I'm inclined to think not. One of the things I always admired about Diana was her determination not to be bound by the rules. She did things her own way, she "wouldn't go quietly", she was headstrong and sometimes reckless. Never more so than when it came to love. In the summer of 1997, she was desperately in love with a Pakistani doctor, Hasnat Khan, and determined to marry him, even landing a surprise visit on his family in Lahore in the hope of charming them into accepting her as a future daughter-in-law. They were charmed, but Khan's mother withheld her blessing. When Diana realised that the "love of her life" would never marry her, she was driven into the arms of Dodi Fayed and that final, doomed relationship.
My fictional princess marries neither Simon Cowell nor Russell Brand, but like Diana she has endured a loveless marriage to an older man and longs to establish a meaningful relationship. It's a familiar theme for me as a writer. My first novel, Brick Lane, was set in the Bangladeshi community in London's Tower Hamlets. The protagonist, Nazneen, has an arranged marriage to an older man, and she transgresses against the rules of that society by having an affair. Of course, that comparison is only superficial. Nazneen and my princess are, on most counts, a world away from each other. And according to The New York Times, Untold Story is a "curious marriage of author and subject matter". Why? What's the implication behind that adjective?

(Dataset records)
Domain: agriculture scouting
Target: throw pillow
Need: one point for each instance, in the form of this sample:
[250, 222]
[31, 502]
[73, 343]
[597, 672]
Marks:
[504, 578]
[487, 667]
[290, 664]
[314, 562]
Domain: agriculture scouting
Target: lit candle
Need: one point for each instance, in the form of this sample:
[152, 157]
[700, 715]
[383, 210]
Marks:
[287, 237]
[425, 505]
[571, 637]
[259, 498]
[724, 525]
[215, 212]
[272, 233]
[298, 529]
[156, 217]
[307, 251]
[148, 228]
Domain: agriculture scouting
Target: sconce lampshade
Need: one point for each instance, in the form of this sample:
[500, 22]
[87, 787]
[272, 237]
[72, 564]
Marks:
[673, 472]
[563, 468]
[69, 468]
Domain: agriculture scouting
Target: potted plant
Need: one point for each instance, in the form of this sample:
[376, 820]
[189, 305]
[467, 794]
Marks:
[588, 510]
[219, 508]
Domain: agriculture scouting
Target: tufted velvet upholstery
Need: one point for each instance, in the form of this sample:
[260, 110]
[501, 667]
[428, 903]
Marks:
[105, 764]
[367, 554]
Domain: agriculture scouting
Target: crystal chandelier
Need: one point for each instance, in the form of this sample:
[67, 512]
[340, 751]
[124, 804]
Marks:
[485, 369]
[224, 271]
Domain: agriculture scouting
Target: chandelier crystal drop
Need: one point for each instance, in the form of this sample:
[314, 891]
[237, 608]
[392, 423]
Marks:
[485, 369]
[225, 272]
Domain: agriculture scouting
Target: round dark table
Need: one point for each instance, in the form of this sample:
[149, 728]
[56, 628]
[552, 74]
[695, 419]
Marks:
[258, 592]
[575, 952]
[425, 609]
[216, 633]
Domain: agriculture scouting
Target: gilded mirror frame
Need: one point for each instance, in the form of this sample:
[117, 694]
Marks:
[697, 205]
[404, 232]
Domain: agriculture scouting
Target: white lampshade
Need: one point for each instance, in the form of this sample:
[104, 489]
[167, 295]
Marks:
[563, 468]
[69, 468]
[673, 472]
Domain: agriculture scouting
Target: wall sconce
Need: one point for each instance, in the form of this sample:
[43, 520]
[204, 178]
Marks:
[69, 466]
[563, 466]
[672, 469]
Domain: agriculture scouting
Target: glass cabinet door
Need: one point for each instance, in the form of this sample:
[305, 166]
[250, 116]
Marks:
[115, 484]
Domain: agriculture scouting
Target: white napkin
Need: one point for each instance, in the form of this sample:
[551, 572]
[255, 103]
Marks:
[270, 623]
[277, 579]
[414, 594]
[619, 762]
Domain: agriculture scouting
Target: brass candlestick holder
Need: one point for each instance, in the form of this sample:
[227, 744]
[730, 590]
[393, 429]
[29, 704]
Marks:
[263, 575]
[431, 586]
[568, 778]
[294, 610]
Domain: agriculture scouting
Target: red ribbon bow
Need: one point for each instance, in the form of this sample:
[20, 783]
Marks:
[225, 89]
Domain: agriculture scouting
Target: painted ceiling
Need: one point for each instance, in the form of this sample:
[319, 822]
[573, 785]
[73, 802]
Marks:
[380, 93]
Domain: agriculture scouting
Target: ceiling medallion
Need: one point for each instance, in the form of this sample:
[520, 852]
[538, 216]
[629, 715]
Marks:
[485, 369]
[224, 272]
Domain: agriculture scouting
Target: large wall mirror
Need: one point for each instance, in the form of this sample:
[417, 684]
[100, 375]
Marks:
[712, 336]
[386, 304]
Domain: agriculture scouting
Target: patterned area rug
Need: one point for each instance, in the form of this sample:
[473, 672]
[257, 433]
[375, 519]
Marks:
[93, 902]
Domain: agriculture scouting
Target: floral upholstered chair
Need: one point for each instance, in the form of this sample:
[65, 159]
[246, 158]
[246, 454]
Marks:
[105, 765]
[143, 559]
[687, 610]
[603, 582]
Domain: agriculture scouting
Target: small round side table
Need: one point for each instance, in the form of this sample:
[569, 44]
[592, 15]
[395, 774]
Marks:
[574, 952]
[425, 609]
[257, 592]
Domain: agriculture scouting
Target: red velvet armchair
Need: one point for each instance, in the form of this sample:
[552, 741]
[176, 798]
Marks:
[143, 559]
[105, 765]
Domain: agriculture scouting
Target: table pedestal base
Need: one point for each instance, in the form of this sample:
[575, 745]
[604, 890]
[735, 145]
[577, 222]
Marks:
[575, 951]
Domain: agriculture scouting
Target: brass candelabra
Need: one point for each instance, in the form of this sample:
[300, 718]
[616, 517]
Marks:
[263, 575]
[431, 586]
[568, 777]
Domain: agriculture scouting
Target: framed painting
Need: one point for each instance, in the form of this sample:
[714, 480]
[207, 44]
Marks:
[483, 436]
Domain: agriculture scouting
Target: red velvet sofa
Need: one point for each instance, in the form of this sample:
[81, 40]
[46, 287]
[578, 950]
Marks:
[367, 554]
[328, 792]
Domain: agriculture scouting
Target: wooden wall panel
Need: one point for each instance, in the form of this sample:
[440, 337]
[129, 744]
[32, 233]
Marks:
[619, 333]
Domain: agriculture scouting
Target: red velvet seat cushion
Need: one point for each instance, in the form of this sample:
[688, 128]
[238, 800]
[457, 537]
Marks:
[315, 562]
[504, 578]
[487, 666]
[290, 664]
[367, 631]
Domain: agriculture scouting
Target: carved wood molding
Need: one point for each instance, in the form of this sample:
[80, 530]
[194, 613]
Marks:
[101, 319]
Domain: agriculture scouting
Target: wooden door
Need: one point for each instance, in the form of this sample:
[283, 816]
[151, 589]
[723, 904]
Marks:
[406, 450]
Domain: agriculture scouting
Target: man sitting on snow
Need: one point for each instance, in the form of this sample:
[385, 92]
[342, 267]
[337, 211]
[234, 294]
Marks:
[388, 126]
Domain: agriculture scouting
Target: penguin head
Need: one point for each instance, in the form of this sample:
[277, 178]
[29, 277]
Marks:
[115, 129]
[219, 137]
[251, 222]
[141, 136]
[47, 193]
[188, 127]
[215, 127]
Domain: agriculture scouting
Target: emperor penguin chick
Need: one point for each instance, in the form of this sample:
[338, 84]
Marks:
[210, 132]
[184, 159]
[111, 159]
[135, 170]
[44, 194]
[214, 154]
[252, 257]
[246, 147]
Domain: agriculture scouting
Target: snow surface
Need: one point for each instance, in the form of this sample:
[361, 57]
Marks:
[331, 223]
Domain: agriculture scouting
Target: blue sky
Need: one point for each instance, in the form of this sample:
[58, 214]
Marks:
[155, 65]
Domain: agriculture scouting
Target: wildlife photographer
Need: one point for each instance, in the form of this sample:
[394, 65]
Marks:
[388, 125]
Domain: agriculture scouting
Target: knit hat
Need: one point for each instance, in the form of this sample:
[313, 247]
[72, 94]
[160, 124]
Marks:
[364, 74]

Work instruction ▸
Extract the full passage on Diana and the fictional princess, copying it word for word.

Exercise response ▸
I'm inclined to think not. One of the things I always admired about Diana was her determination not to be bound by the rules. She did things her own way, she "wouldn't go quietly", she was headstrong and sometimes reckless. Never more so than when it came to love. In the summer of 1997, she was desperately in love with a Pakistani doctor, Hasnat Khan, and determined to marry him, even landing a surprise visit on his family in Lahore in the hope of charming them into accepting her as a future daughter-in-law. They were charmed, but Khan's mother withheld her blessing. When Diana realised that the "love of her life" would never marry her, she was driven into the arms of Dodi Fayed and that final, doomed relationship.
My fictional princess marries neither Simon Cowell nor Russell Brand, but like Diana she has endured a loveless marriage to an older man and longs to establish a meaningful relationship. It's a familiar theme for me as a writer. My first novel, Brick Lane, was set in the Bangladeshi community in London's Tower Hamlets. The protagonist, Nazneen, has an arranged marriage to an older man, and she transgresses against the rules of that society by having an affair. Of course, that comparison is only superficial. Nazneen and my princess are, on most counts, a world away from each other. And according to The New York Times, Untold Story is a "curious marriage of author and subject matter". Why? What's the implication behind that adjective?